** EXCERPTED DATA follows **
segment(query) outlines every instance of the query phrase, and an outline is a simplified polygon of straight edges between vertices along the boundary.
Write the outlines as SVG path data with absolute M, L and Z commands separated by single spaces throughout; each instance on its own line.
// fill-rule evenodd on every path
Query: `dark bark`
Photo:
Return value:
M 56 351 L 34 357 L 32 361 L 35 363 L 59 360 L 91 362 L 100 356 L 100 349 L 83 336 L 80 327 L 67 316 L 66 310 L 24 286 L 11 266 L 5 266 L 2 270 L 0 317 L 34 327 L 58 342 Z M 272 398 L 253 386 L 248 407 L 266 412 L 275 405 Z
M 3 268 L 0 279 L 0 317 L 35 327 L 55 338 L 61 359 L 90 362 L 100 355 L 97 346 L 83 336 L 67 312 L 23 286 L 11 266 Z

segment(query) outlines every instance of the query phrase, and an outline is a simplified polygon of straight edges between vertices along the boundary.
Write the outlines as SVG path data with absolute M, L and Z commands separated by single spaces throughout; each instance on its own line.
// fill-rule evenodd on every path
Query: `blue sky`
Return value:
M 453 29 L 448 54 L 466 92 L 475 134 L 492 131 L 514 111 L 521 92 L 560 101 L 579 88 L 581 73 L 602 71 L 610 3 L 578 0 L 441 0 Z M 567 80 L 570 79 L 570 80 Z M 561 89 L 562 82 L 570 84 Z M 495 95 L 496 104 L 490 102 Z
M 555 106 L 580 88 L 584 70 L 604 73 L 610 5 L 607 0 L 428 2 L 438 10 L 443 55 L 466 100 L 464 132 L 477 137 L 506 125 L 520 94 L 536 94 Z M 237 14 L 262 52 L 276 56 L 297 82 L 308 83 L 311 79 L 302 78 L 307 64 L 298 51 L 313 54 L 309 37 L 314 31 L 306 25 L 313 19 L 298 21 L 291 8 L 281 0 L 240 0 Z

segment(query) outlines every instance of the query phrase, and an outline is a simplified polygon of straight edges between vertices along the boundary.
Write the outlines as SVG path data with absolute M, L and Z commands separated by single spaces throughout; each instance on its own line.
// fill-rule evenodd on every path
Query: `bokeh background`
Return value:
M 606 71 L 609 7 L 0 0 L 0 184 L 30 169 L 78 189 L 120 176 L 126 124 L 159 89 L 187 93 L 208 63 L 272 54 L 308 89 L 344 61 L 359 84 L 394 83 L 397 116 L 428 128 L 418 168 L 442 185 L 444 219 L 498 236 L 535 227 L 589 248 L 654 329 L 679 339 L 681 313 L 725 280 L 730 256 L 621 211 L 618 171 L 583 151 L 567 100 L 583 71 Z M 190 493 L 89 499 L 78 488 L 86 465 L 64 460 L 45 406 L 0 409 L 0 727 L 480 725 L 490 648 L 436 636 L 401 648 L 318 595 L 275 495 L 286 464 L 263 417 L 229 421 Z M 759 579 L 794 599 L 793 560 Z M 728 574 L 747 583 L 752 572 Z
** End of EXCERPTED DATA **
# [TASK PROMPT]
Please repeat the material exactly as it appears above.

# [ANSWER TO THIS EXERCISE]
segment(query) outlines every instance of the query phrase, and an outline is a simplified polygon of straight edges between vertices along the boundary.
Write the outlines as SVG path data with absolute M, L and Z commands separated by single spaces throughout; each instance on its own line.
// fill-rule evenodd on every path
Query: `dark bark`
Photo:
Return value:
M 56 351 L 34 357 L 32 361 L 35 363 L 59 360 L 91 362 L 100 356 L 100 349 L 83 336 L 80 327 L 67 316 L 66 310 L 24 286 L 11 266 L 5 266 L 2 270 L 0 317 L 34 327 L 58 342 Z M 272 398 L 253 386 L 248 407 L 266 412 L 275 405 Z
M 3 268 L 0 279 L 0 317 L 35 327 L 55 338 L 61 359 L 90 362 L 100 355 L 97 346 L 83 336 L 67 312 L 23 286 L 11 266 Z

segment(query) outlines every instance of the query phrase, and an outline is a simplified polygon of straight edges between vertices along the boundary.
Write the outlines as SVG path data with absolute M, L and Z commands separated by single spaces throughout; each instance on its own line.
// fill-rule evenodd on every path
Query: `blue sky`
Return value:
M 453 29 L 448 54 L 466 92 L 475 134 L 492 131 L 514 111 L 521 92 L 560 101 L 579 88 L 581 73 L 602 71 L 610 3 L 578 0 L 441 0 Z M 567 80 L 570 79 L 570 80 Z M 561 89 L 562 82 L 570 84 Z M 495 95 L 496 104 L 490 102 Z
M 555 106 L 580 88 L 584 70 L 604 73 L 610 5 L 607 0 L 428 2 L 438 10 L 443 55 L 466 100 L 464 132 L 477 137 L 506 125 L 520 94 L 536 94 Z M 237 14 L 262 52 L 276 56 L 297 82 L 308 83 L 311 79 L 302 78 L 307 64 L 298 51 L 313 54 L 309 37 L 314 31 L 306 25 L 313 19 L 298 21 L 291 8 L 281 0 L 240 0 Z

segment(query) outlines every instance of the query phrase, and an outline is a simplified polygon of straight edges between vertices along the boundary.
Write the outlines as SVG path data with absolute M, L and Z commands separated by single spaces throughout; each instance on its own line.
// fill-rule evenodd on every path
Query: `bokeh background`
Return value:
M 606 71 L 609 7 L 0 0 L 0 184 L 30 169 L 78 189 L 120 176 L 126 124 L 159 89 L 187 93 L 208 63 L 272 54 L 308 89 L 344 61 L 359 84 L 394 83 L 397 116 L 428 128 L 418 168 L 442 185 L 444 219 L 498 236 L 535 227 L 589 248 L 654 329 L 679 339 L 681 313 L 725 280 L 730 256 L 621 211 L 618 171 L 583 151 L 567 100 L 583 71 Z M 190 493 L 89 499 L 78 488 L 86 465 L 64 460 L 45 406 L 0 409 L 0 727 L 480 725 L 490 648 L 436 636 L 401 648 L 318 595 L 275 495 L 286 464 L 263 417 L 229 421 Z M 759 579 L 794 599 L 793 560 Z M 728 574 L 747 583 L 752 572 Z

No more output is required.